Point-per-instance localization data
Content starts

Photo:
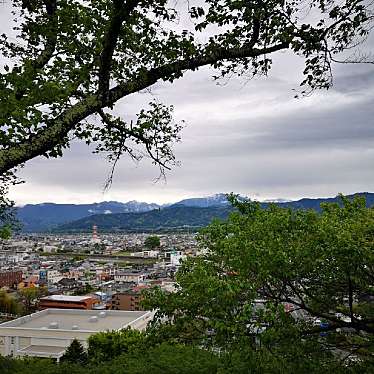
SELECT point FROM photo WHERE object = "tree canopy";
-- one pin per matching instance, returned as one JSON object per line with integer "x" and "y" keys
{"x": 297, "y": 282}
{"x": 152, "y": 242}
{"x": 71, "y": 61}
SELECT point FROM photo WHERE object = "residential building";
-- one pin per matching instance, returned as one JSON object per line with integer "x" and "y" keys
{"x": 49, "y": 332}
{"x": 67, "y": 302}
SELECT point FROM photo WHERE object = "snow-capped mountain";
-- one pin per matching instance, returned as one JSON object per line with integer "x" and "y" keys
{"x": 204, "y": 202}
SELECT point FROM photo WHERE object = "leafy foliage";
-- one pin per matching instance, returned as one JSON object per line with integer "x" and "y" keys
{"x": 75, "y": 353}
{"x": 279, "y": 276}
{"x": 73, "y": 60}
{"x": 152, "y": 242}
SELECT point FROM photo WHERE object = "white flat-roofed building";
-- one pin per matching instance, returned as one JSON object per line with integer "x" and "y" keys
{"x": 49, "y": 332}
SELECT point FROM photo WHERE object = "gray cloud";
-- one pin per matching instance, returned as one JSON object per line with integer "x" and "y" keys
{"x": 249, "y": 137}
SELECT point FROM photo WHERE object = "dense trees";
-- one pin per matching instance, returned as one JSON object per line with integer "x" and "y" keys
{"x": 275, "y": 291}
{"x": 72, "y": 61}
{"x": 301, "y": 282}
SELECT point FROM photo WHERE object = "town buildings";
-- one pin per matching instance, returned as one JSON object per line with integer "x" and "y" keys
{"x": 49, "y": 332}
{"x": 67, "y": 302}
{"x": 10, "y": 278}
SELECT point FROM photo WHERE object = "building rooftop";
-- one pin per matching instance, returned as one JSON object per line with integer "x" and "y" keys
{"x": 77, "y": 320}
{"x": 66, "y": 298}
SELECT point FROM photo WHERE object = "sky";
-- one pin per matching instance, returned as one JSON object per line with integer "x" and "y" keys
{"x": 249, "y": 137}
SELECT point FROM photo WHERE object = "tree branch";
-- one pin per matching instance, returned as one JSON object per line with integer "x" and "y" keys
{"x": 56, "y": 131}
{"x": 121, "y": 12}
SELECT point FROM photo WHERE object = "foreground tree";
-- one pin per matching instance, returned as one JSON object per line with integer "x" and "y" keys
{"x": 72, "y": 61}
{"x": 298, "y": 282}
{"x": 75, "y": 353}
{"x": 152, "y": 242}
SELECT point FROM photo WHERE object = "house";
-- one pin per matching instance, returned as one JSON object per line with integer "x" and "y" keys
{"x": 49, "y": 332}
{"x": 67, "y": 302}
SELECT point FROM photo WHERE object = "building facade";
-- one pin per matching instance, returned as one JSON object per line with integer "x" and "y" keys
{"x": 67, "y": 302}
{"x": 10, "y": 278}
{"x": 49, "y": 332}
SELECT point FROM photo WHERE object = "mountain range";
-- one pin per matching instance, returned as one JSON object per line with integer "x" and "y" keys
{"x": 139, "y": 216}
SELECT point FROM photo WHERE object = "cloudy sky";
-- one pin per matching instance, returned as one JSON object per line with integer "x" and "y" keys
{"x": 249, "y": 137}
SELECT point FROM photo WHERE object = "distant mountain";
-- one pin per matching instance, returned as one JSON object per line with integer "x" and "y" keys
{"x": 112, "y": 215}
{"x": 46, "y": 216}
{"x": 204, "y": 202}
{"x": 180, "y": 216}
{"x": 172, "y": 218}
{"x": 315, "y": 203}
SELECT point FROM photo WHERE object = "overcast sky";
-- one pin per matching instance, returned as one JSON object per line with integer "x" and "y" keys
{"x": 250, "y": 137}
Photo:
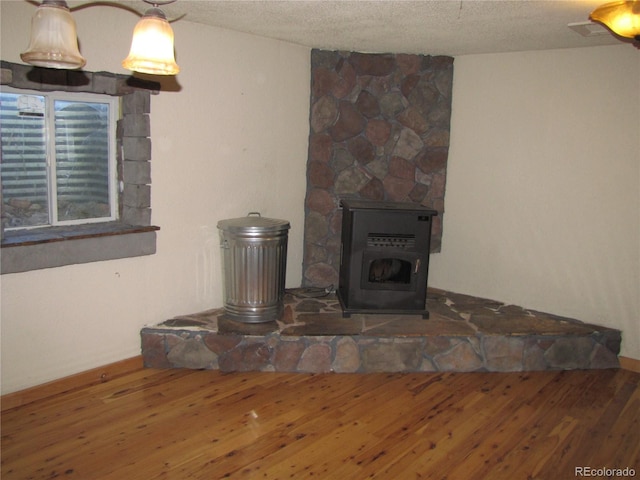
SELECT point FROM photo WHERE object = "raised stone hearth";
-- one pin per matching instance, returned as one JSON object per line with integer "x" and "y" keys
{"x": 463, "y": 334}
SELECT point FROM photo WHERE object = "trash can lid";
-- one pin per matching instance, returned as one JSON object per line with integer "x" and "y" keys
{"x": 253, "y": 223}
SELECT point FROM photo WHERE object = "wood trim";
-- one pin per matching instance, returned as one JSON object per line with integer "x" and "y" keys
{"x": 628, "y": 363}
{"x": 79, "y": 380}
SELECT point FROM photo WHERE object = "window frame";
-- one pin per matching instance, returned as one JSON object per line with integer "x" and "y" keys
{"x": 132, "y": 234}
{"x": 52, "y": 161}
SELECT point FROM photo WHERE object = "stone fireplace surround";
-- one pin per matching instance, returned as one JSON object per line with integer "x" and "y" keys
{"x": 379, "y": 130}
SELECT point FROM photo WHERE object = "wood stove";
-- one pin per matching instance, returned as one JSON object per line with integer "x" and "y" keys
{"x": 384, "y": 257}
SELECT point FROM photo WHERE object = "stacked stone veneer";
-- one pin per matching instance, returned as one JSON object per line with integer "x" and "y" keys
{"x": 379, "y": 130}
{"x": 463, "y": 334}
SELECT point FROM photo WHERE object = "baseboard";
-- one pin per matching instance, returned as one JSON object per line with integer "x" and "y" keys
{"x": 628, "y": 363}
{"x": 79, "y": 380}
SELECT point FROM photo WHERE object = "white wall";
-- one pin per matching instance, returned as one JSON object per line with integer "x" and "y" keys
{"x": 543, "y": 188}
{"x": 233, "y": 139}
{"x": 542, "y": 202}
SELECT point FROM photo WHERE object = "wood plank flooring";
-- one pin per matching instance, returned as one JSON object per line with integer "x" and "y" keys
{"x": 179, "y": 424}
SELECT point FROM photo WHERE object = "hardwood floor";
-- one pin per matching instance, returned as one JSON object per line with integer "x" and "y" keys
{"x": 179, "y": 424}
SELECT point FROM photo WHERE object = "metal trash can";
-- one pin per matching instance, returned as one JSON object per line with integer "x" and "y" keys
{"x": 254, "y": 251}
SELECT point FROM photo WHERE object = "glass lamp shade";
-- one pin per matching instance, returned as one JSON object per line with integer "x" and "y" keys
{"x": 623, "y": 17}
{"x": 152, "y": 46}
{"x": 54, "y": 41}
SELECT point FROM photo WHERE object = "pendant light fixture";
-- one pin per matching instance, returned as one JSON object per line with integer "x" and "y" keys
{"x": 152, "y": 44}
{"x": 54, "y": 42}
{"x": 621, "y": 17}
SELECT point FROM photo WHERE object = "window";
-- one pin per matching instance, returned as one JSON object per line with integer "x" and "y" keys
{"x": 58, "y": 158}
{"x": 89, "y": 200}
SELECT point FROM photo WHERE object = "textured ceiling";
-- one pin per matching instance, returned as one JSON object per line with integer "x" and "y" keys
{"x": 437, "y": 27}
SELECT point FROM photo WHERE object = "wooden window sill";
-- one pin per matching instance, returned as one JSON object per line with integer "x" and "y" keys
{"x": 50, "y": 247}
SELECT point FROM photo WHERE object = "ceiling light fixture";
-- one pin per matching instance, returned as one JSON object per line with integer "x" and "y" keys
{"x": 54, "y": 40}
{"x": 152, "y": 44}
{"x": 621, "y": 17}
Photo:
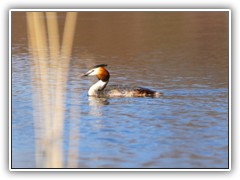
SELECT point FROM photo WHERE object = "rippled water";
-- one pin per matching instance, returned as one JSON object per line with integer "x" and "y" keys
{"x": 182, "y": 54}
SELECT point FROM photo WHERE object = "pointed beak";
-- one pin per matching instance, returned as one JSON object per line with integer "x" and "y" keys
{"x": 87, "y": 73}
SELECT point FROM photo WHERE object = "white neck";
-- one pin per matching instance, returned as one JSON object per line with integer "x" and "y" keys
{"x": 98, "y": 86}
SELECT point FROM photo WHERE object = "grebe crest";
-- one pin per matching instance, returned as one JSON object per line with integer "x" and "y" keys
{"x": 100, "y": 88}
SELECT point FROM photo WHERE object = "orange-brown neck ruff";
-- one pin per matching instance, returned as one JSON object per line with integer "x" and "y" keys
{"x": 103, "y": 74}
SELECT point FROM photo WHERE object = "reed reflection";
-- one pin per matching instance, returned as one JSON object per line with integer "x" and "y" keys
{"x": 50, "y": 66}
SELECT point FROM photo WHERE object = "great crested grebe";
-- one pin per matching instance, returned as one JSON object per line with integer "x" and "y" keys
{"x": 100, "y": 88}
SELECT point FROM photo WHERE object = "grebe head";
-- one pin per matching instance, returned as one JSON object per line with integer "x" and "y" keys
{"x": 99, "y": 71}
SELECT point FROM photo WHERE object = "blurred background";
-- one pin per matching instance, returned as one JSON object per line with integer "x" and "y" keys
{"x": 182, "y": 54}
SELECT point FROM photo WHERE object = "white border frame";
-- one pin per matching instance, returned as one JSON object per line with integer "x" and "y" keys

Content ends

-- What you are asked to do --
Copy all lines above where "trash" is present.

-- Expected answer --
SELECT point FROM photo WHERE object = "trash can lid";
SELECT point FROM photo WHERE object = "metal trash can";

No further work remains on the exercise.